_WORK ORDER_:
When you reply, transcribe every line of the data below exactly.

DATA SUPPLIED START

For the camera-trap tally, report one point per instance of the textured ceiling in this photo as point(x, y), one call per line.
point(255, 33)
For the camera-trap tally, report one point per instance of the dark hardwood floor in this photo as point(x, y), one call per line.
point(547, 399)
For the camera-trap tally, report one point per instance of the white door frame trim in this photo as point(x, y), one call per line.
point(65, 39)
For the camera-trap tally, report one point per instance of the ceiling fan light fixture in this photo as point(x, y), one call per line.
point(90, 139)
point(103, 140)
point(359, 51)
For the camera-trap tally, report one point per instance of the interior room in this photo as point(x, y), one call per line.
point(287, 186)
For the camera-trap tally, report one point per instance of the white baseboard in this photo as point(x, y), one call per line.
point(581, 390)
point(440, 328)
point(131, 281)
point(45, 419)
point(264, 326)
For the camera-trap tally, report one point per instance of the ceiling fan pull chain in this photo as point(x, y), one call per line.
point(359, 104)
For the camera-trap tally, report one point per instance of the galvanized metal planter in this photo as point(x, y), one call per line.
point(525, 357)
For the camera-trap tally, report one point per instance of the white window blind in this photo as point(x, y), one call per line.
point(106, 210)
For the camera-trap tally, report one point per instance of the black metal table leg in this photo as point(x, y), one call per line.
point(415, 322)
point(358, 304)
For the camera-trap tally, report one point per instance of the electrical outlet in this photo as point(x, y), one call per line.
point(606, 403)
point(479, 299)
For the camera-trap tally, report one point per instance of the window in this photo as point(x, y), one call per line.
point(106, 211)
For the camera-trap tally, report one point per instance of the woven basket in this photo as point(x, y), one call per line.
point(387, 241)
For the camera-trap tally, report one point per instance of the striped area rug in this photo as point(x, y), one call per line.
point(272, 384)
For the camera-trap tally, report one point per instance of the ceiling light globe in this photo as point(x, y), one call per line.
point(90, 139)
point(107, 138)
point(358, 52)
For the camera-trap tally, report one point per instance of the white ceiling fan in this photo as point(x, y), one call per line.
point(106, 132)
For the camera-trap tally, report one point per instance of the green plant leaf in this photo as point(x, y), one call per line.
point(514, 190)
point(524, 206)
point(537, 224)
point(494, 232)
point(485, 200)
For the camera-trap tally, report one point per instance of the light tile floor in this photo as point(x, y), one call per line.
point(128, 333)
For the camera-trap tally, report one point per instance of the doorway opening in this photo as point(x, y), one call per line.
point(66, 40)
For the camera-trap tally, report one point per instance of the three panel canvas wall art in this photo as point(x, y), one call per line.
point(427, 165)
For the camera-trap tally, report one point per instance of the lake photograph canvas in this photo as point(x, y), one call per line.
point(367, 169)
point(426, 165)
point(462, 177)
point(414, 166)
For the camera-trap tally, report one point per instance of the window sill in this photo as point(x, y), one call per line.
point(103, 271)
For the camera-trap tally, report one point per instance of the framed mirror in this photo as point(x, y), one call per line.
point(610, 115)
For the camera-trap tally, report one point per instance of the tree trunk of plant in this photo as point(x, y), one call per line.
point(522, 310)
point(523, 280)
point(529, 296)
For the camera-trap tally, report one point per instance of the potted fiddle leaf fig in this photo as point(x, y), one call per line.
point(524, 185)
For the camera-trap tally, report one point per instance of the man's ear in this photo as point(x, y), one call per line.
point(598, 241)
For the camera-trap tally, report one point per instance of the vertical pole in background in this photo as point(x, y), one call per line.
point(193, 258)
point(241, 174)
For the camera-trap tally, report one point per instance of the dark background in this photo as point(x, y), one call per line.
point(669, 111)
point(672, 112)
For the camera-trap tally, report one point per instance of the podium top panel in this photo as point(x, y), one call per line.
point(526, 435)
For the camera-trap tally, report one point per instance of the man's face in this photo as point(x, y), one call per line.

DATA SUPPLIED END

_RESPONSE FOR THIS EXERCISE_:
For the camera-trap tally, report one point per instance of the textured ceiling in this photo as point(x, y), one call per line.
point(255, 33)
For the camera-trap tally, report one point per instance of the dark hardwood floor in this photo as point(x, y), one call per line.
point(547, 399)
For the camera-trap tally, report one point per instance of the white door frame trim in this photo as point(x, y), one call per line.
point(65, 39)
For the camera-trap tally, report one point per instance of the ceiling fan light fixture in this photo as point(x, y), one call per line.
point(90, 139)
point(103, 140)
point(359, 51)
For the camera-trap tally, report one point per instance of the interior room in this photo as point(x, y), one call per line.
point(287, 186)
For the camera-trap tally, report one point per instance of the white baseboard in this photo as point(x, y), one call per line.
point(581, 390)
point(440, 328)
point(131, 281)
point(45, 419)
point(264, 326)
For the camera-trap tally, report one point per instance of the ceiling fan pull chain in this photo as point(x, y), one call per line.
point(359, 104)
For the camera-trap tally, report one point per instance of the galvanized metal planter in this photo as point(x, y), one call per line.
point(525, 357)
For the camera-trap tally, report one point per instance of the white window blind in this photo as point(x, y), one call per line.
point(106, 210)
For the camera-trap tally, report one point per instance of the black metal table leg in this photo as point(x, y), one call per line.
point(415, 322)
point(358, 304)
For the camera-trap tally, report one point per instance of the electrical outlet in this photo as point(x, y), one call per line.
point(606, 403)
point(479, 299)
For the camera-trap tally, report one point per instance of the window in this photo as point(x, y), one call per line.
point(106, 211)
For the camera-trap tally, report one point per instance of the woven basket in this photo as point(x, y), one call per line.
point(387, 241)
For the camera-trap tally, report one point per instance of the striped area rug in this photo as point(x, y), one call per line.
point(272, 384)
For the camera-trap tally, report one point per instance of the ceiling light globe in this photo as point(x, y), one call per line.
point(90, 139)
point(107, 138)
point(358, 52)
For the camera-trap tally, report one point per instance of the white ceiling fan in this photo as point(x, y), one call per line.
point(106, 132)
For the camera-trap tally, report one point per instance of the green plant leaf in this photo as point(x, y), one call per line.
point(514, 190)
point(524, 206)
point(537, 224)
point(494, 232)
point(485, 200)
For the camera-trap tally, report one point per instance of the light tile floor in this photo as point(x, y), one call per line.
point(128, 333)
For the camera-trap tally, report one point per instance of the doorway opening in this photo as point(x, y), one call per line.
point(66, 40)
For the camera-trap tally, report one point per instance of the three panel canvas wall art in this photo as point(x, y), one call per line.
point(427, 165)
For the camera-trap tally, report one point per instance of the lake photograph canvas in this photo as point(x, y), one call per line.
point(367, 169)
point(426, 165)
point(462, 177)
point(414, 166)
For the camera-trap tally, report one point per instance of the window sill in this photo as point(x, y), one call per line.
point(103, 271)
For the camera-trap tally, report one point per instance of the framed mirror in this photo as point(x, y), one call per line.
point(610, 115)
For the camera-trap tally, report one point per instance of the tree trunk of plant in this photo as point(x, y), one call per line.
point(522, 310)
point(523, 280)
point(529, 296)
For the camera-trap tally, report one point per instance of the potted fiddle leaf fig in this photo as point(x, y), one call per line.
point(524, 185)
For the camera-trap tally, report one point per instance of the man's ear in this photo as point(x, y), one call per line.
point(598, 241)
For the camera-trap tally, report one point per instance of the vertical pole in background in this photo as point(x, y), one call per line.
point(193, 258)
point(241, 174)
For the camera-trap tally, report one point per instance of the dark background in this photo as point(x, y), one call per line.
point(669, 111)
point(672, 112)
For the camera-trap tally, report one point per instance of the podium top panel in this photo as point(x, y), one call per line.
point(526, 435)
For the camera-trap tally, report one point per instance of the man's face in this photo as point(x, y), one call per line.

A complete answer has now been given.